Reproduce, exactly, the lines of the material below from the line containing "Target: elderly man" through the line containing "Target: jacket pocket", with both end lines included and nothing else.
*** Begin section ***
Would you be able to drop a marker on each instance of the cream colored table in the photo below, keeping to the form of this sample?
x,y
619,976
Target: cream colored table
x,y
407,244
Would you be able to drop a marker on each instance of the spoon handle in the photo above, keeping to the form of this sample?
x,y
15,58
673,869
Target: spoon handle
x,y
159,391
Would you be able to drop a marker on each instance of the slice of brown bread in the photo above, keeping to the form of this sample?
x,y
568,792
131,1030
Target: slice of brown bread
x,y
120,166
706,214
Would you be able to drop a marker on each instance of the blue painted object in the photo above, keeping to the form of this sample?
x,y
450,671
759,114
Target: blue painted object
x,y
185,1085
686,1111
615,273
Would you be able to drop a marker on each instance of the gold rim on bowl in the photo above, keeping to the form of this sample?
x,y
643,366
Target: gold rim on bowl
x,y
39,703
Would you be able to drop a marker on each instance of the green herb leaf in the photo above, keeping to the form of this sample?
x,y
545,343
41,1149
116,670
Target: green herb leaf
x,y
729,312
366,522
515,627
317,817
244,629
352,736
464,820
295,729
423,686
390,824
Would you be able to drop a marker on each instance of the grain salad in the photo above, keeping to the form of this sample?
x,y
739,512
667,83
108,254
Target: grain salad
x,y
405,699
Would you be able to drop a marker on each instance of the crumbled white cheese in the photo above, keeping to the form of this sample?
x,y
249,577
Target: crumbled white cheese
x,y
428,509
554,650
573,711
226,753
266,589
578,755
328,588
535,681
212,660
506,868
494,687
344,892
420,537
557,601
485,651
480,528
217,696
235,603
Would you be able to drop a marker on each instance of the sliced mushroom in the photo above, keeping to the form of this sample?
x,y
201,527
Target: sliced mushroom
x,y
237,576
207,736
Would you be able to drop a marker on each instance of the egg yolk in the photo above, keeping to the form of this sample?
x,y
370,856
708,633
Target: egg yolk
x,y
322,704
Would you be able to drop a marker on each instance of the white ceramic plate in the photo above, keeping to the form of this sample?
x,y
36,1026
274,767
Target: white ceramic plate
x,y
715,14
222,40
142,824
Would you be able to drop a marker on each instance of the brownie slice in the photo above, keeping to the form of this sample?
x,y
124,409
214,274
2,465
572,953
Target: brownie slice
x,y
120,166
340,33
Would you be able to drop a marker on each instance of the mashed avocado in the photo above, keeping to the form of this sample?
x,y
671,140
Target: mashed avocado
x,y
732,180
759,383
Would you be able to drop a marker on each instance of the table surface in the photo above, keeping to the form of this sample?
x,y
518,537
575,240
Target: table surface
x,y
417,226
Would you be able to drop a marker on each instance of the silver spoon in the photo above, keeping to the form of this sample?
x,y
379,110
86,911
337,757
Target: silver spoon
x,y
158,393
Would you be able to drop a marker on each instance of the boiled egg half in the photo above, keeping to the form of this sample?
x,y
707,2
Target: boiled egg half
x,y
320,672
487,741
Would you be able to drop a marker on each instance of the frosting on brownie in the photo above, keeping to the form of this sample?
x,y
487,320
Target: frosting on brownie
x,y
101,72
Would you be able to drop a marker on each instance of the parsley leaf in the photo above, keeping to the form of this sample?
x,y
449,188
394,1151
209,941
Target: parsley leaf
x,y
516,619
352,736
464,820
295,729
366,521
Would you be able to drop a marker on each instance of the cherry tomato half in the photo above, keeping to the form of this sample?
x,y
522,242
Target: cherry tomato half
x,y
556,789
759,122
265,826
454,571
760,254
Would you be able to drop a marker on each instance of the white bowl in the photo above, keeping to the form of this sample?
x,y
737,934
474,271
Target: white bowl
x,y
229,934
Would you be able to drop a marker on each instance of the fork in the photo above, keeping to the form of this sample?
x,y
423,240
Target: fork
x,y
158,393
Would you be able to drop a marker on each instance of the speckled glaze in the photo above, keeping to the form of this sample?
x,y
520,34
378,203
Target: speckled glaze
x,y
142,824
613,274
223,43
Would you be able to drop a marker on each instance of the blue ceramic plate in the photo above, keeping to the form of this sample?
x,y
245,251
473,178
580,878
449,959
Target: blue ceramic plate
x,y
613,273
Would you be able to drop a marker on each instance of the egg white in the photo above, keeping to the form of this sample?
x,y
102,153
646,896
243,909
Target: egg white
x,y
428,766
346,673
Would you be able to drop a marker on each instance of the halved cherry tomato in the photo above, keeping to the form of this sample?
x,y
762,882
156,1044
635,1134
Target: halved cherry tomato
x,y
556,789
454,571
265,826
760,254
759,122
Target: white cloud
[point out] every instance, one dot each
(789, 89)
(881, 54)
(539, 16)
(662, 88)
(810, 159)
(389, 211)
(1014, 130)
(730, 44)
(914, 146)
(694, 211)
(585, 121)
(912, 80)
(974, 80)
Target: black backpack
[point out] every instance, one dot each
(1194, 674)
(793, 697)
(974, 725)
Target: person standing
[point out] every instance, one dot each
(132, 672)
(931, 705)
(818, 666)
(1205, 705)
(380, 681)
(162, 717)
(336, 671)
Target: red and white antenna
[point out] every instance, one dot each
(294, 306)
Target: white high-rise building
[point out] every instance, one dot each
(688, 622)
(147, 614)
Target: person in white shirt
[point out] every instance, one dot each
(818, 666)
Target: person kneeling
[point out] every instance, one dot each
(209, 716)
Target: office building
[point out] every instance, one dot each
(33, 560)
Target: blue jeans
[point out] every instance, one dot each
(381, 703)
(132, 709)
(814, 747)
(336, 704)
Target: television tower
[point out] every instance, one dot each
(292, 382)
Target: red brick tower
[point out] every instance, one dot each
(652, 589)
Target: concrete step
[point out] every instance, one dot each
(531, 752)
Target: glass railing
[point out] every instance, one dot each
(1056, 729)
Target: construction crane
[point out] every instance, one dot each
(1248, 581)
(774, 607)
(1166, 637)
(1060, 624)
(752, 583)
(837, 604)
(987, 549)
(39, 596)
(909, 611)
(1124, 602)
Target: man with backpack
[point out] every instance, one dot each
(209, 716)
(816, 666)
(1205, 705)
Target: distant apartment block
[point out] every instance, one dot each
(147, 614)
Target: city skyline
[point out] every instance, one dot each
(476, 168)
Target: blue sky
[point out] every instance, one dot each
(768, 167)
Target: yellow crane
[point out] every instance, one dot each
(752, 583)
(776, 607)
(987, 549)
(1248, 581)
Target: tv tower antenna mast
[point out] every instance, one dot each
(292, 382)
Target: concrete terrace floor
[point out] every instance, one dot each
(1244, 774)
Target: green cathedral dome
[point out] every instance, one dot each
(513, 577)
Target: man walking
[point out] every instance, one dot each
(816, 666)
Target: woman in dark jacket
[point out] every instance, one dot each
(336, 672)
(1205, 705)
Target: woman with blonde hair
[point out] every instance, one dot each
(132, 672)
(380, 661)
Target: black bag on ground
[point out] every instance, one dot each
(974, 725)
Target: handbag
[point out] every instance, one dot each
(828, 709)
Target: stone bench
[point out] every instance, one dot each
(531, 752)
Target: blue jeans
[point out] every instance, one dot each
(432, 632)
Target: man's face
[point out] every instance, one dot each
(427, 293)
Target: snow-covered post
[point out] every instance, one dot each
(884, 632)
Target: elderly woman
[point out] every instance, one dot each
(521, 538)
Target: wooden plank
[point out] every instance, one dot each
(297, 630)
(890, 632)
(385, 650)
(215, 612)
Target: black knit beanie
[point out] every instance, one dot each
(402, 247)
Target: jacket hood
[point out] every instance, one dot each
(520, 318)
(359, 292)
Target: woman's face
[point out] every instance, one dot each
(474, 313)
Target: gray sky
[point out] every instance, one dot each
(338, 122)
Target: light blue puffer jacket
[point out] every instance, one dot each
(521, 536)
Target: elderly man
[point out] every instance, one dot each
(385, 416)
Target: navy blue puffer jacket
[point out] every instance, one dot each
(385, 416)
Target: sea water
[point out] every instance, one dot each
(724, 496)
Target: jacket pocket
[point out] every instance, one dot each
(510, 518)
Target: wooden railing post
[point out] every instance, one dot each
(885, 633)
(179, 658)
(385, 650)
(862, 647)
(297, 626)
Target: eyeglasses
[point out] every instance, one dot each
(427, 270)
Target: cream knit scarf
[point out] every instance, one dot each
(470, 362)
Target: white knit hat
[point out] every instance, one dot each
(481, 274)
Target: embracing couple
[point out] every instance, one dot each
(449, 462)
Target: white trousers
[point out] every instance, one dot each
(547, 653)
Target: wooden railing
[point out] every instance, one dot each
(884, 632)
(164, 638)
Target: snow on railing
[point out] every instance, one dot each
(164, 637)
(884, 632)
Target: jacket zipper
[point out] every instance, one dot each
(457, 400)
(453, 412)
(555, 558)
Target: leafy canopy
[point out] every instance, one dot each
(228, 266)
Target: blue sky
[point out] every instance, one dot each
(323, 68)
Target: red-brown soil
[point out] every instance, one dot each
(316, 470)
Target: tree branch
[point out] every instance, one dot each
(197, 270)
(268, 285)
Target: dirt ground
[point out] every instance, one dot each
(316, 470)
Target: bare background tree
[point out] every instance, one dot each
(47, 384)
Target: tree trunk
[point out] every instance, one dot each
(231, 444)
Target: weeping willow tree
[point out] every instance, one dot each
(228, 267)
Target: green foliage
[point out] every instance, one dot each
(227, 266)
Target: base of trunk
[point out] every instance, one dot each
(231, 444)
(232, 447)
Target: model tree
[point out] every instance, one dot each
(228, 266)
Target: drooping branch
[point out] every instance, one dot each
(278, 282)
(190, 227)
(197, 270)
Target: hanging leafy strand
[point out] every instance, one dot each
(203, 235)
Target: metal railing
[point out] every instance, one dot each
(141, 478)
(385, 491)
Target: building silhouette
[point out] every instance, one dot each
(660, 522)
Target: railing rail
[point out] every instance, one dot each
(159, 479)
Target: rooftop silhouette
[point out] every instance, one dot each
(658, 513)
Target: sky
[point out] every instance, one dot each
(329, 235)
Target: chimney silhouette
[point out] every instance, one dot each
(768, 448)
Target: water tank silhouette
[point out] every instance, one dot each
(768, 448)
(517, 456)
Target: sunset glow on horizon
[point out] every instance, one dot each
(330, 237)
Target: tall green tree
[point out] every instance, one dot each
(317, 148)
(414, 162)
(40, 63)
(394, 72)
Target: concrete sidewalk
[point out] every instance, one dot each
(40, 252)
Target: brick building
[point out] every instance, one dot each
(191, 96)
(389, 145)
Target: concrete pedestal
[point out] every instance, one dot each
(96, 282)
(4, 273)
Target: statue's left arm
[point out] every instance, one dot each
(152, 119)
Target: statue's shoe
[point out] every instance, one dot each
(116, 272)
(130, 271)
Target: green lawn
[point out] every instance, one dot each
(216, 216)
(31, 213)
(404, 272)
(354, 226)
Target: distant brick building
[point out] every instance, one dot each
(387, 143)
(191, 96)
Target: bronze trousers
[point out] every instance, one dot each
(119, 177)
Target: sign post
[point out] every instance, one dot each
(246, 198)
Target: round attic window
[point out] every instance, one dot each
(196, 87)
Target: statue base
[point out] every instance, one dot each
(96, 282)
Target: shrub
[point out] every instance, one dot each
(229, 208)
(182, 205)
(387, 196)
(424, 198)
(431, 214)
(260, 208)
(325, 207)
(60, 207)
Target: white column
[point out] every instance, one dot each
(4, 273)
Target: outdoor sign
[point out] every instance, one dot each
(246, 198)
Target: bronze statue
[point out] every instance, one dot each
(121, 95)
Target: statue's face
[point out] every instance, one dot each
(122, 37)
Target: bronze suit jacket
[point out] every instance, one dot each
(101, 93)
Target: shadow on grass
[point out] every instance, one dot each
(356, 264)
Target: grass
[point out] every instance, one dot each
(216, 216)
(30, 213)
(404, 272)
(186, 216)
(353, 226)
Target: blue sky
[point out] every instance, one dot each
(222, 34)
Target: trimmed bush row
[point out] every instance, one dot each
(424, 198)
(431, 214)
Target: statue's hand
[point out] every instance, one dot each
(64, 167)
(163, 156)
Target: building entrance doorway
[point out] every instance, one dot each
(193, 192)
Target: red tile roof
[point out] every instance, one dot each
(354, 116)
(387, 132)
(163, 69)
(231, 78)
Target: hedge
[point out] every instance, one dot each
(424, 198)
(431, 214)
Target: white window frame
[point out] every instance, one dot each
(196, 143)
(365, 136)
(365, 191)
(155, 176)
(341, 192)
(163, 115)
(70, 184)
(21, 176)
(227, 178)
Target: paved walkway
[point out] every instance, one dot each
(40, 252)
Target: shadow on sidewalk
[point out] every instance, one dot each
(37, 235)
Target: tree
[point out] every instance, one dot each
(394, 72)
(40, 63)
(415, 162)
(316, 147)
*** End section ***
EXERCISE ANSWER:
Target: elderly man
[point out] every instance, one dot each
(385, 416)
Target: navy blue puffer jacket
[point out] every instance, one dot each
(385, 416)
Target: sea water
[point out] every instance, one dot each
(724, 496)
Target: jacket pocket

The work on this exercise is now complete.